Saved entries

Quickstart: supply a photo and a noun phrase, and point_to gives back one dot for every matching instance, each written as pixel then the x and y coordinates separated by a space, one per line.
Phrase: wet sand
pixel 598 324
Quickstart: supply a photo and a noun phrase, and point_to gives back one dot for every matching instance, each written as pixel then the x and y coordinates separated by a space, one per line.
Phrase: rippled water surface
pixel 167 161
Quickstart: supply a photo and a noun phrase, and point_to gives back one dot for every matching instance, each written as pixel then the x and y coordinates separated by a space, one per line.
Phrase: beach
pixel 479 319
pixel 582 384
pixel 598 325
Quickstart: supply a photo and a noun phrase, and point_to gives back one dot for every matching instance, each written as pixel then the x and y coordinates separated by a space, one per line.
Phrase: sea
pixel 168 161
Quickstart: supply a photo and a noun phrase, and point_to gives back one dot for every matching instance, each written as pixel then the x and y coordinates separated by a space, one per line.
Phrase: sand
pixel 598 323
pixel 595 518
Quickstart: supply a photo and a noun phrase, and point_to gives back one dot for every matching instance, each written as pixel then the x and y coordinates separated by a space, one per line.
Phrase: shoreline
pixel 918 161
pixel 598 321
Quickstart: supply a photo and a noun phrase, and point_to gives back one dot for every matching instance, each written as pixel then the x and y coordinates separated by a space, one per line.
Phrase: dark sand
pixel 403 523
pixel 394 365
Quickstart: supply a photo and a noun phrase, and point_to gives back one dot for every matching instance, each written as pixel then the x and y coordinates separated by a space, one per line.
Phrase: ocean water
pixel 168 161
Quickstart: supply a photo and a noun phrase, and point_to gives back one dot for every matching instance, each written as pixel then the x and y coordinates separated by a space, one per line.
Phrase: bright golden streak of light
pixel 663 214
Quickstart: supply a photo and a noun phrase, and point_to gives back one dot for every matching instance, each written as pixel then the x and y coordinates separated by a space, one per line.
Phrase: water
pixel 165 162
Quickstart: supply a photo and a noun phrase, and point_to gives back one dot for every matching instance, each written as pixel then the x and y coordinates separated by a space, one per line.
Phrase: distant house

Description of the task: Repeat each line above exactly as written.

Output for this exercise:
Quickstart: supply a photo and a noun phrase, and point_to gives back one dot for every matching instance, each written as pixel then the x and y coordinates separated by a space, one per line.
Phrase: wet sand
pixel 598 324
Quickstart: supply a photo and a noun phrase, and point_to gives back one dot for every matching instance, each written as pixel then the x and y coordinates separated by a space, one per line.
Phrase: rippled water surface
pixel 167 161
Quickstart: supply a photo and a noun phrase, and point_to gives back one dot for every matching instance, each written as pixel then the x and y coordinates separated by a space, one per line.
Phrase: beach
pixel 479 319
pixel 582 384
pixel 598 325
Quickstart: supply a photo and a noun phrase, and point_to gives back one dot for every matching instance, each written as pixel then the x and y coordinates separated by a space, one per line.
Phrase: sea
pixel 168 161
Quickstart: supply a photo and a noun phrase, and point_to gives back one dot for every matching instance, each written as pixel then the x and y coordinates separated by a space, one per line.
Phrase: sand
pixel 598 323
pixel 595 518
Quickstart: supply a photo and a noun phrase, and point_to gives back one dot for every matching instance, each written as pixel then the x and y coordinates separated by a space, one per line.
Phrase: shoreline
pixel 918 161
pixel 598 321
Quickstart: supply a photo and a noun phrase, and point_to gives back one dot for every matching instance, each written as pixel then the x and y coordinates separated by a space, one per line.
Phrase: dark sand
pixel 403 523
pixel 394 365
Quickstart: supply a photo and a noun phrase, and point_to gives back one dot for every matching instance, each written as pixel then the x and y coordinates separated by a space, one per line.
Phrase: ocean water
pixel 168 161
Quickstart: supply a photo and a noun phrase, and point_to gives back one dot for every matching instance, each written as pixel then the x and y coordinates separated by a space, one per line.
Phrase: bright golden streak of light
pixel 663 214
Quickstart: supply a photo and a noun phrase, and point_to gives back one dot for every matching instance, each written as pixel then the x and y coordinates separated by a space, one per line.
Phrase: water
pixel 165 162
Quickstart: supply a photo and a noun phrase, and point_to gives back one dot for every matching instance, each written as pixel then the x and y coordinates separated by a space, one per line.
Phrase: distant house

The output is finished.